Copy the material between the lines holding "of the insect" and "x=524, y=453", inclusive, in full. Shift only the answer coordinates by adding 124 to every x and y value, and leave all other numbers unchanged.
[BEGIN Data shown]
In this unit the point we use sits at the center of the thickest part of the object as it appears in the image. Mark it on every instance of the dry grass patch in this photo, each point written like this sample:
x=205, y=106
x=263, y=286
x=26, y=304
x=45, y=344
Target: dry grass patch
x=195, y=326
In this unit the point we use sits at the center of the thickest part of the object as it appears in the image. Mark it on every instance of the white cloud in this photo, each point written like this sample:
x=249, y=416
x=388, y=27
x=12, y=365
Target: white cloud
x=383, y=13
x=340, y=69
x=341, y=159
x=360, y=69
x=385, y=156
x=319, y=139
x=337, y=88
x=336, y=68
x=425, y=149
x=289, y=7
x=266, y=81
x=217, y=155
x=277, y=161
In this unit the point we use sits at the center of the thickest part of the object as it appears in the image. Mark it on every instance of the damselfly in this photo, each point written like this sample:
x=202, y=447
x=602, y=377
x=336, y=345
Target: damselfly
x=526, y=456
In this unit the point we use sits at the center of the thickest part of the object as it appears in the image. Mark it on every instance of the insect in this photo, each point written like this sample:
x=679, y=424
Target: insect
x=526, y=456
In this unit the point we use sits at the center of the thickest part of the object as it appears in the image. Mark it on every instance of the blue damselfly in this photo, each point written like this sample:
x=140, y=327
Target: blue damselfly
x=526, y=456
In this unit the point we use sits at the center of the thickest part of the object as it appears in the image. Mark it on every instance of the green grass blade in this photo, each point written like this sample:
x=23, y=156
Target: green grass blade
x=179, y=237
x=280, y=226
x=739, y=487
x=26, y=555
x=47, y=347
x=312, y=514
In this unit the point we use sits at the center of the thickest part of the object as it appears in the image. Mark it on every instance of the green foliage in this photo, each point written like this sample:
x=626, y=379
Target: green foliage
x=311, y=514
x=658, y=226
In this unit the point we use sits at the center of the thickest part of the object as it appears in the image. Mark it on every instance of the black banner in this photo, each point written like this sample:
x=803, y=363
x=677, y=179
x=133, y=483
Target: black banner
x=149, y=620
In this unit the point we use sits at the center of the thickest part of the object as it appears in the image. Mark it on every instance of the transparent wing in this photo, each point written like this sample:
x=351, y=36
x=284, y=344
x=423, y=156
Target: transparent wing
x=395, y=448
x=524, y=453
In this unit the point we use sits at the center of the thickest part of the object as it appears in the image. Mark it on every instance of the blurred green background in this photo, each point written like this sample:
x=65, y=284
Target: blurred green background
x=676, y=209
[END Data shown]
**Response**:
In this unit the point we use sits at the center of the thickest part of the object as it appears in the image. Mark it on every instance of the insect in this photo, each point written like this sample:
x=679, y=424
Target: insect
x=650, y=580
In this unit the point we use sits at the center of the thickest part of the object as it appears in the image. Mark it on every instance of the blue damselfly in this photo, each point written like this sample:
x=140, y=327
Target: blue damselfly
x=650, y=580
In this unit the point we use sits at the center of the thickest part of the object as it appears in the image. Mark it on every instance of the green grass blade in this photo, each point written like this sample:
x=23, y=156
Target: green grass blade
x=303, y=361
x=404, y=350
x=863, y=611
x=150, y=679
x=171, y=471
x=436, y=638
In this unit the point we use sits at the center of the thickest part of the object as it appears in the image. Mark it on every instance of the green foliage in this photo, each point written like this sample:
x=626, y=379
Target: green foliage
x=435, y=638
x=782, y=350
In this unit the point we use sits at the center of the thickest part of the object as it appears in the image. Mark it on every instance of the black banner in this photo, each point written like this sample:
x=803, y=363
x=677, y=179
x=133, y=483
Target: black banner
x=273, y=744
In this unit the point we use sits at the center of the thickest part of the object as it appears in the image. Mark it on every instance of the transparent wing in this photo, each point written like this sample:
x=351, y=36
x=284, y=344
x=423, y=156
Target: transparent wing
x=519, y=572
x=648, y=577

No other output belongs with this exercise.